Directions —
Tally the lines containing "turquoise" in this data. Respond with the tally alone.

Material to process —

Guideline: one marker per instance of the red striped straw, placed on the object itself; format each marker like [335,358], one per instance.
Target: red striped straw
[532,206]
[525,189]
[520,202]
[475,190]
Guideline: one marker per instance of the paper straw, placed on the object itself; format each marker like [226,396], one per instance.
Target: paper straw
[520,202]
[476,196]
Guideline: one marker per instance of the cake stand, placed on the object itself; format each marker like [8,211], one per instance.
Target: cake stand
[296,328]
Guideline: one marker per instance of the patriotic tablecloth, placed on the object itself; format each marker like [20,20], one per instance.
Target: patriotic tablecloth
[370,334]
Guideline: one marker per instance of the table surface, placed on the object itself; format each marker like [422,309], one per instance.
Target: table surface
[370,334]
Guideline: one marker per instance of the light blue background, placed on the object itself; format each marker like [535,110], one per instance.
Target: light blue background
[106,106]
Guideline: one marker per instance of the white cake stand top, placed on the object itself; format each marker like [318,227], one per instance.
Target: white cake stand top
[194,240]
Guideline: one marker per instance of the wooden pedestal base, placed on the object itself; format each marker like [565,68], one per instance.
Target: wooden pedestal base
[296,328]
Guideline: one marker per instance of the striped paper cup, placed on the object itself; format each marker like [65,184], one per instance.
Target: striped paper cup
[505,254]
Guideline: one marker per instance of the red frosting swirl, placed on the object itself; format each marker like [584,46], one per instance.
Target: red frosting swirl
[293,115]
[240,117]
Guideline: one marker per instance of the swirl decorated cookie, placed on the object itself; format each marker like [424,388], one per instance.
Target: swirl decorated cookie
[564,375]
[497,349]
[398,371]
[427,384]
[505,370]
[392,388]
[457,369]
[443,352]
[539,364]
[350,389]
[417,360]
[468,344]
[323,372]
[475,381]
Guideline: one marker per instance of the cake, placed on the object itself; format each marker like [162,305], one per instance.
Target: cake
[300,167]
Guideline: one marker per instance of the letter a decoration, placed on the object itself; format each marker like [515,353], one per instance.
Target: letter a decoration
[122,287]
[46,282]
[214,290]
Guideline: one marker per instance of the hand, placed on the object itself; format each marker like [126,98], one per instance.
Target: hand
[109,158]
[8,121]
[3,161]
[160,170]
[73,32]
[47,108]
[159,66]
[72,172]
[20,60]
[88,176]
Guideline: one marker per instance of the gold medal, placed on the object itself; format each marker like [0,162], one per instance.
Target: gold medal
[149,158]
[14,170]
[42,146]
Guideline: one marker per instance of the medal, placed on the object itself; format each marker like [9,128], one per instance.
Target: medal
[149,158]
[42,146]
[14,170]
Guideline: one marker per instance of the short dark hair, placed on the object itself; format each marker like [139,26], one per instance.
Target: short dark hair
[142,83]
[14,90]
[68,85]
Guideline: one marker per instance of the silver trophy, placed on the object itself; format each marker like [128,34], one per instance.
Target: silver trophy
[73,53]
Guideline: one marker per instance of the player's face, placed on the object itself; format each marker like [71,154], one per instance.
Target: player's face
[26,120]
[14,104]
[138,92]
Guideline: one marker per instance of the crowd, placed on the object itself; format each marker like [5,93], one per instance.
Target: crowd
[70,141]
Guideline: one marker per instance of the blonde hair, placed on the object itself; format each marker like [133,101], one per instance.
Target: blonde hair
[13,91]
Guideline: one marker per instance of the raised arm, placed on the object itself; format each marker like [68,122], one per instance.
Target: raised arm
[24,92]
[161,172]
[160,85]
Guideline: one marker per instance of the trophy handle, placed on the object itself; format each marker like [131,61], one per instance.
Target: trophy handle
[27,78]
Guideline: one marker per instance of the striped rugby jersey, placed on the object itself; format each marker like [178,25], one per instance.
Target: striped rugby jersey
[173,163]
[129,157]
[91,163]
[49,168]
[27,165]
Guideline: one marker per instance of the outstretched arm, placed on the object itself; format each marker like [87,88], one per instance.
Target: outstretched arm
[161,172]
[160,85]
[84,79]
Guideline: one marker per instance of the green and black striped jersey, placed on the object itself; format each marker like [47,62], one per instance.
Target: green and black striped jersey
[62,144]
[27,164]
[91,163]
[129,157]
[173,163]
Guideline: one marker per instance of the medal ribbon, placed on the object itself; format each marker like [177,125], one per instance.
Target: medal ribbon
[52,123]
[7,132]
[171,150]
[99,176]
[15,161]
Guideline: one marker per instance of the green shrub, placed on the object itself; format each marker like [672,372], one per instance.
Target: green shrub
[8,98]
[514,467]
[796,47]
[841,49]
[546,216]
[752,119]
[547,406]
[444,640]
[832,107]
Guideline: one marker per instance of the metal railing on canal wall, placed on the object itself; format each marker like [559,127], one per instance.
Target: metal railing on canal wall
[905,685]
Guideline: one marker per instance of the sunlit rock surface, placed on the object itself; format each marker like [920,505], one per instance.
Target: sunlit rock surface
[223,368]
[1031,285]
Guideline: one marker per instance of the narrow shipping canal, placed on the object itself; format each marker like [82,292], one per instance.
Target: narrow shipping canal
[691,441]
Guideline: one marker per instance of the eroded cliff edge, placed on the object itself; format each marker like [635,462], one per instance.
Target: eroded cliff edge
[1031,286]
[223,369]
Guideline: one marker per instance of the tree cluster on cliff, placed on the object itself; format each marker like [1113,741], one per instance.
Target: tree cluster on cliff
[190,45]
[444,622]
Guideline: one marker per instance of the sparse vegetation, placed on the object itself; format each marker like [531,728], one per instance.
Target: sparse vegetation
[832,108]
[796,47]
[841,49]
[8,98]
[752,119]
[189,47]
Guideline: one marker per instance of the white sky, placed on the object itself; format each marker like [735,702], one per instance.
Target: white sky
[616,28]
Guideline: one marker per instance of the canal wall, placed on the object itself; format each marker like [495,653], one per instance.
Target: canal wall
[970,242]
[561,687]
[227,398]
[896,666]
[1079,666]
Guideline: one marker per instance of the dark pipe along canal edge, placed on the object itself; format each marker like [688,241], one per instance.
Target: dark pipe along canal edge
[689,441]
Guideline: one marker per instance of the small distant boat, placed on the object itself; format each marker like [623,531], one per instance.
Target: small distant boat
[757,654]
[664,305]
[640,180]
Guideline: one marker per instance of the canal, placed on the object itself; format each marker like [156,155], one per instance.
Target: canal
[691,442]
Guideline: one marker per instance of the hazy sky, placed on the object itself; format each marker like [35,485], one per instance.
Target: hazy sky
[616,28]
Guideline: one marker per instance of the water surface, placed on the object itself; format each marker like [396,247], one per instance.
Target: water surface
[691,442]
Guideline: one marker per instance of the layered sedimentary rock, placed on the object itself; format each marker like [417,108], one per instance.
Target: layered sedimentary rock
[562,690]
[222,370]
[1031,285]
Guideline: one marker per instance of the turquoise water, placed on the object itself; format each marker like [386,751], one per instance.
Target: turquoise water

Response to the task —
2